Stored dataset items
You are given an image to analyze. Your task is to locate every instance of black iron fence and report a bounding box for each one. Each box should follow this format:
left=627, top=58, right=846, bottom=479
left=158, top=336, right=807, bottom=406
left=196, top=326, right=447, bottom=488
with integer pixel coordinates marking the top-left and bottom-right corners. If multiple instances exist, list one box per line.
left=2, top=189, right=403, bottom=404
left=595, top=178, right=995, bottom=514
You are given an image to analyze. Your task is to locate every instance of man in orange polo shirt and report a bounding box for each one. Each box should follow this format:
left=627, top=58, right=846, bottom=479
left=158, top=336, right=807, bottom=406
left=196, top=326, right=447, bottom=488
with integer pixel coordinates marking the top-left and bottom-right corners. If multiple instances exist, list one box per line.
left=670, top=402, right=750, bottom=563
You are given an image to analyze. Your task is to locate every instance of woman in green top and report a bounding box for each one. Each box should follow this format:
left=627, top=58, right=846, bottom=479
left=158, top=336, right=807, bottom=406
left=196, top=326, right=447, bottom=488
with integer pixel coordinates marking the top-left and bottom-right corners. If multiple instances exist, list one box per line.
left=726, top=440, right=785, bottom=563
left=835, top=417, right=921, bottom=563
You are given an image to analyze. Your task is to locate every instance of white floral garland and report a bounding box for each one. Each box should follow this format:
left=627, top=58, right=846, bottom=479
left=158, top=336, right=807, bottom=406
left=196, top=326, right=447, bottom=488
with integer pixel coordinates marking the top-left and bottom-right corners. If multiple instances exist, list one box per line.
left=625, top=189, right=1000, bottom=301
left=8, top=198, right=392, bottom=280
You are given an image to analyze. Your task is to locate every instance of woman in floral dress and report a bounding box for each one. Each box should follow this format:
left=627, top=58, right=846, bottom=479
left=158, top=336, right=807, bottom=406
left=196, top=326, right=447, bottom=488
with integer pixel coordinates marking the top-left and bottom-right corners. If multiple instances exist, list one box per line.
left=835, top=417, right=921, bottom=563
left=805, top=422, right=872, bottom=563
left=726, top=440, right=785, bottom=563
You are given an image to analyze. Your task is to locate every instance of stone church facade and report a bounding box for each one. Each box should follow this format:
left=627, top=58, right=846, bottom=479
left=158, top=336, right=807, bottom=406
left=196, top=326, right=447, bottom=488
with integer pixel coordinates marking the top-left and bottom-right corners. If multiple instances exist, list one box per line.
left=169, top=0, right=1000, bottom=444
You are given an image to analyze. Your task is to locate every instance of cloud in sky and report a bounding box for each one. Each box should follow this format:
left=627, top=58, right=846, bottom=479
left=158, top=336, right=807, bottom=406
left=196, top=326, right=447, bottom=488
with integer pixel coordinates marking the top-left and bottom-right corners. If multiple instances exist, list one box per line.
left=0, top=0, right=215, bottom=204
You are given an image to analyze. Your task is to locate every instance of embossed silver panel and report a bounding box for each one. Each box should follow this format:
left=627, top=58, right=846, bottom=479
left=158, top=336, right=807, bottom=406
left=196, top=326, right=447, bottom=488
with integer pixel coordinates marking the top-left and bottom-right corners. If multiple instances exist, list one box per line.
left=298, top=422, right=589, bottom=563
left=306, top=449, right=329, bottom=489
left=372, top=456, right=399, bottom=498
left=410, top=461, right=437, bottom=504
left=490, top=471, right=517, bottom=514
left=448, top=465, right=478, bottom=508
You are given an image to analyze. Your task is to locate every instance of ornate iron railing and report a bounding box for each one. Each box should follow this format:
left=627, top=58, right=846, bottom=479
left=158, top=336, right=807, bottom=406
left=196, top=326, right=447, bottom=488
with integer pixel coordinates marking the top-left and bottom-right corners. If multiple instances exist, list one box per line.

Problem details =>
Rewrite the records starting at the line containing "instance of stone" and ending at the line containing "left=0, top=0, right=215, bottom=204", changing "cloud in sky" to "cloud formation" and keeping all else the same.

Correct answer =>
You are given an image to analyze. Your task is to locate every instance of stone church facade and report a bounding box for each one. Each box should follow this format:
left=627, top=58, right=846, bottom=479
left=158, top=336, right=807, bottom=406
left=196, top=326, right=447, bottom=488
with integer pixel coordinates marking the top-left and bottom-right corners. If multiple instances exist, list one box per line.
left=169, top=0, right=1000, bottom=444
You are given an image to analyze. Your task is to locate every instance of cloud formation and report a bounding box for each one. Each box should follow this format:
left=627, top=58, right=846, bottom=479
left=158, top=336, right=807, bottom=406
left=196, top=326, right=447, bottom=488
with integer pixel coordinates marking the top-left and bottom-right corners. If multiple instances exist, list one box per line.
left=0, top=0, right=215, bottom=204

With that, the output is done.